課題文:
+---+
「わたしの外国語学習法」
以前、
「わたしの外国語学習法」 ロンブ・カトー(米原万里:訳)
という本を読んだ。
いくつか心に掛かる部分があったので、忘備録としてメモしておく。
・外国語習得者(ここでは、自分の興味を満たす為に数ヶ国語を身につけている人のこと)は、一方で言語学の専門家の側から極端な単純化や不正確さゆえに非難され、他方で学習者の側からあまりにも理論的過ぎると詰られるのを、私はあえて潔しとします。
・我々ハンガリー人にとっては、<W>と<V>の発音の区別が非常に困難です。そういう場合は<wo-vo><wa-va><we-ve><wi-vi>等々の音節を無限に繰り返すことです。
・外国語で表現することを写真撮影に喩えてみましょう。薔薇の花があるとします。そのとき、私たちはレンズを薔薇の花びら一枚一枚に近づけるのではなく、ファインダーにちょうど花の姿全体が納まるように一定の距離をおいて撮影に取り掛かるでしょう。
・デヨージョ・コストラーニは、好んで言ったものです「外国語で語るということは、常に妥協することだ」と。
・誤った見解に次のもっともらしいものがあります。「正しい発音を身につけるには、この正しい発音を何度も聞けば十分だ」
・外国語こそが、たとえ下手に身につけても決して無駄に終わらぬ唯一の物。
チャンスについて。
「チャンスの神様は前髪しかない。」
そんな、イメージのしづらい言葉が、チャンスの言葉としては有名。
チャンスだと思ったらすぐに掴まえに行かないと、
そのチャンスをものにできないよって意味(でいいのかな)。
個人的には、この意見にはあんまり賛同できない。
世の中にチャンスは溢れている。
チャンスをものに出来るかどうかは、
チャンスを見極める嗅覚とか、
チャンスにすぐ手を出す俊敏さ
ではなく、
チャンスをものに出来るだけの準備がしてあるか
何でもないことを、チャンスに変えられるか
だと思う。
チャンスがあっても、それをものにできるだけの力がなければ、
いくらチャンスに対する嗅覚が強くて、行動力があっても
結局それをものにすることはできない。
チャンスが沢山あれば、いつかはラッキーなことがあるかも
知れないけど、それを待つのはチャンスの無駄遣い。
チャンスとラッキーは違う。
ラッキーは贈り物だけど、チャンスは権利。
そして、チャンスをものに出来るかどうかは、
ラッキーかどうかではなく、準備がしてあるかどうか。
逆に、準備がしっかりできていれば、なんでもないようなことでも、
チャンスにすることができる。
+---+
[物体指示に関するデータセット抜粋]

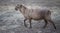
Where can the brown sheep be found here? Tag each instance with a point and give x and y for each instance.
(35, 14)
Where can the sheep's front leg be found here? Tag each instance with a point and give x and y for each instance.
(30, 23)
(52, 23)
(25, 22)
(46, 22)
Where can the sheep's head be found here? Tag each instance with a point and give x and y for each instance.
(17, 7)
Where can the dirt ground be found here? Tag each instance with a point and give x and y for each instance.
(11, 21)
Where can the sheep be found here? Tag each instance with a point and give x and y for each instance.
(35, 14)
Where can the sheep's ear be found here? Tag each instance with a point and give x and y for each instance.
(17, 4)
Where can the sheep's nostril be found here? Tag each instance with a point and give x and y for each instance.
(16, 9)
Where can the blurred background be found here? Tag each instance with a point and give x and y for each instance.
(11, 21)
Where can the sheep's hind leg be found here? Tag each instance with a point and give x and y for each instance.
(25, 22)
(52, 23)
(46, 22)
(30, 23)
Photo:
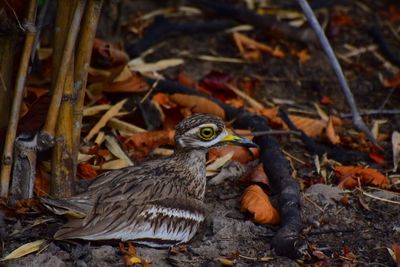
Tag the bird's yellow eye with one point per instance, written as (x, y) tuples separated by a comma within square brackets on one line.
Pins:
[(207, 133)]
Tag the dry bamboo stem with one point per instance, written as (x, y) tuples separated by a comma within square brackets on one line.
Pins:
[(46, 137), (61, 167), (19, 88), (83, 55)]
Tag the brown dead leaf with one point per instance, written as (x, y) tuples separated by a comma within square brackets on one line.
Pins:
[(144, 143), (198, 104), (241, 154), (42, 187), (393, 82), (326, 100), (303, 56), (273, 118), (106, 117), (186, 80), (86, 171), (257, 203), (127, 82), (349, 175), (164, 100), (251, 49), (331, 133)]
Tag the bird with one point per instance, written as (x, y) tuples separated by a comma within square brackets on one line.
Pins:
[(159, 203)]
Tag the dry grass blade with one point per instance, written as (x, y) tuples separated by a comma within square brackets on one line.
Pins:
[(106, 117)]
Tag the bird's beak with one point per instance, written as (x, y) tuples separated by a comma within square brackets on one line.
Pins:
[(237, 140)]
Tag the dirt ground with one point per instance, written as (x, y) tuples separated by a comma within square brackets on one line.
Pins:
[(363, 225)]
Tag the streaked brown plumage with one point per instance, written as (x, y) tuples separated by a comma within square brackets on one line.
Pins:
[(159, 203)]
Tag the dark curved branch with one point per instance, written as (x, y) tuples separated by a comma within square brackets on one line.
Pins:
[(286, 241)]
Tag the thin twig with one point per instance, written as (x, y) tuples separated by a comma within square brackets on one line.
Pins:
[(357, 120), (271, 132), (16, 105), (373, 112)]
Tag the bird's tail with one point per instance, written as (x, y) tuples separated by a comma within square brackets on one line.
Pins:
[(63, 207)]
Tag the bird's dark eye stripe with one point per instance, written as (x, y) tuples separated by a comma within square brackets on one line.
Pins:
[(207, 133)]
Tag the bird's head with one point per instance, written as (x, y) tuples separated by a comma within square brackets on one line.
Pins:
[(203, 131)]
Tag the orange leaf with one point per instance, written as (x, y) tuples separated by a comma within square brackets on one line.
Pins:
[(349, 175), (85, 170), (378, 158), (256, 202), (241, 154), (198, 104), (185, 80), (257, 176), (330, 132)]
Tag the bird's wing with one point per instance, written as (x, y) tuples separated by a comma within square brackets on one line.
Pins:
[(149, 181), (159, 223)]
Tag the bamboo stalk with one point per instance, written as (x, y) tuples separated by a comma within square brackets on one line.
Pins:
[(46, 137), (83, 55), (19, 88), (62, 177)]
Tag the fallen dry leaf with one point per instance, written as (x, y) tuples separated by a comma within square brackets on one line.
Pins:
[(257, 176), (331, 133), (106, 117), (198, 104), (155, 66), (86, 171), (311, 127), (349, 175), (257, 203), (251, 49), (25, 249)]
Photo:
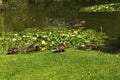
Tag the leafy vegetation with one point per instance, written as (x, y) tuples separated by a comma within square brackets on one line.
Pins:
+---+
実施課題:
[A] 課題文のうち、「世の中にチャンスは溢れている。」から始まり「知れないけど、それを待つのはチャンスの無駄遣い。」に至るまでの部分を、一字も変えずに出力してください。
[B] 課題文の内容に基づき、次の問いに答えてください。
(i) ハンガリー人にとって発音の区別が非常に困難だとされているのは、どの二つの音ですか。
(ii) 「外国語で語るということは、常に妥協することだ」と好んで言ったのは誰ですか。
(iii) ラッキーは贈り物であるのに対し、チャンスは何であるとされていますか。
[C] チャンスについて述べた課題文を、最後の文の次から書き継いでください。

最終回答:
[A]
世の中にチャンスは溢れている。
チャンスをものに出来るかどうかは、
チャンスを見極める嗅覚とか、
チャンスにすぐ手を出す俊敏さ
ではなく、
チャンスをものに出来るだけの準備がしてあるか
何でもないことを、チャンスに変えられるか
だと思う。
チャンスがあっても、それをものにできるだけの力がなければ、
いくらチャンスに対する嗅覚が強くて、行動力があっても
結局それをものにすることはできない。
チャンスが沢山あれば、いつかはラッキーなことがあるかも
知れないけど、それを待つのはチャンスの無駄遣い。

[B]
(i) <W>と<V>
(ii) デヨージョ・コストラーニ
(iii) 権利

[C]
語学は難しいんじゃない、面倒くさいだけ。
最近、というか以前から思うことがあって。
語学を身につけるのって、難しいんじゃなくて単に面倒くさいだけなんじゃないかと。
よく言われることだけど、ネイティブは当然その国の言葉が話せるし、それだって別に勉強したらか話せるようになった訳じゃない。多少は学校で勉強するけど、ほとんどは生活の中で触れてきたから話せるようになっただけ。才能も努力も関係ない。
僕ら外国人がそれらの言語を話せるようになるには、勉強する必要があるけど、頭をひねって苦労しなければ理解できないようなものじゃない。
微分積分と100桁の足し算、どっちが難しいか。
多くの人が微分積分と答えると思う。
100桁の足し算は面倒くさいけど難しくは無い。
地道にやれば、いつかは答えが出る。
外国語の習得ってそれに近い。
文法って難しいというより、面倒くさい。
色々な理屈の上にそのルールが成り立っている訳じゃなく、これはこういうものだから、こういう決まりだからそう覚えてねっていうのが沢山あるだけ。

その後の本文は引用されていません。